EXCERPTED PASSAGE:

— Start —

No Protection in the Event of Change of Control
     The indenture does not have any covenants or other provisions providing for a put or increased interest or otherwise that would afford holders of our debt securities additional protection in the event of a recapitalization transaction, a change of control of RXi, or a highly leveraged transaction. If we offer any covenants or provisions of this type with respect to any debt securities covered by this prospectus, we will describe them in the applicable prospectus supplement.
Covenants
     Unless otherwise indicated in this prospectus or the applicable prospectus supplement, our debt securities will not have the benefit of any covenants that limit or restrict our business or operations, the pledging of our assets or the incurrence by us of indebtedness. We will describe in the applicable prospectus supplement any material covenants in respect of a series of debt securities.

— End —

COLLECTED MATERIAL:

— Start —

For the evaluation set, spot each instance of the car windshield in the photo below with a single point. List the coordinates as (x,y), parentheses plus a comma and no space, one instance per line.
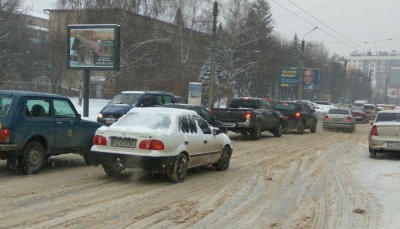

— End —

THINGS TO DO:
• a. Answer these questions from the prospectus excerpt on debt securities, one line each:
(i) In which three kinds of transaction does the indenture give holders of the debt securities no additional protection?
(ii) Where will any covenants or provisions of that protective type be described if they are offered?
(iii) Unless otherwise indicated, which three matters would the covenants that the debt securities lack limit or restrict?
• b. For each statement, decide whether it agrees with the prospectus excerpt on debt securities. Give yes or no, then quote the words that settle it.
(i) The indenture provides for increased interest if control of RXi changes.
(ii) Material covenants for a series of debt securities will be described in the applicable prospectus supplement.
(iii) Unless otherwise indicated, the debt securities benefit from covenants limiting the pledging of assets.
• c. Pick up the prospectus excerpt on debt securities after its final sentence and continue it.

TASK RESPONSES:
• a.
(i) A recapitalization transaction, a change of control of RXi, and a highly leveraged transaction.
(ii) In the applicable prospectus supplement.
(iii) The business or operations, the pledging of assets, and the incurrence of indebtedness.

• b.
(i) No: "The indenture does not have any covenants or other provisions providing for a put or increased interest or otherwise that would afford holders of our debt securities additional protection in the event of a recapitalization transaction, a change of control of RXi, or a highly leveraged transaction."
(ii) Yes: "We will describe in the applicable prospectus supplement any material covenants in respect of a series of debt securities."
(iii) No: "our debt securities will not have the benefit of any covenants that limit or restrict our business or operations, the pledging of our assets or the incurrence by us of indebtedness."

• c.
Consolidation, Merger and Sale of Assets
     We have agreed in the indenture that we will not consolidate with or merge into any other person or convey, transfer, sell or lease our properties and assets substantially as an entirety to any person, unless:
    the person formed by the consolidation or into or with which we are merged or the person to which our properties and assets are conveyed, transferred, sold or leased, is a corporation organized and existing under the laws of the U.S., any state or the District of Columbia or a corporation or comparable legal entity organized under the laws of a foreign jurisdiction and, if we are not the surviving person, the surviving person has expressly assumed all of our obligations, including the payment of the principal of and, premium, if any, and interest on the debt securities and the performance of the other covenants under the indenture; and
 
    immediately before and immediately after giving effect to the transaction, no event of default, and no event which, after notice or lapse of time or both, would become an event of default, has occurred and is continuing under the indenture.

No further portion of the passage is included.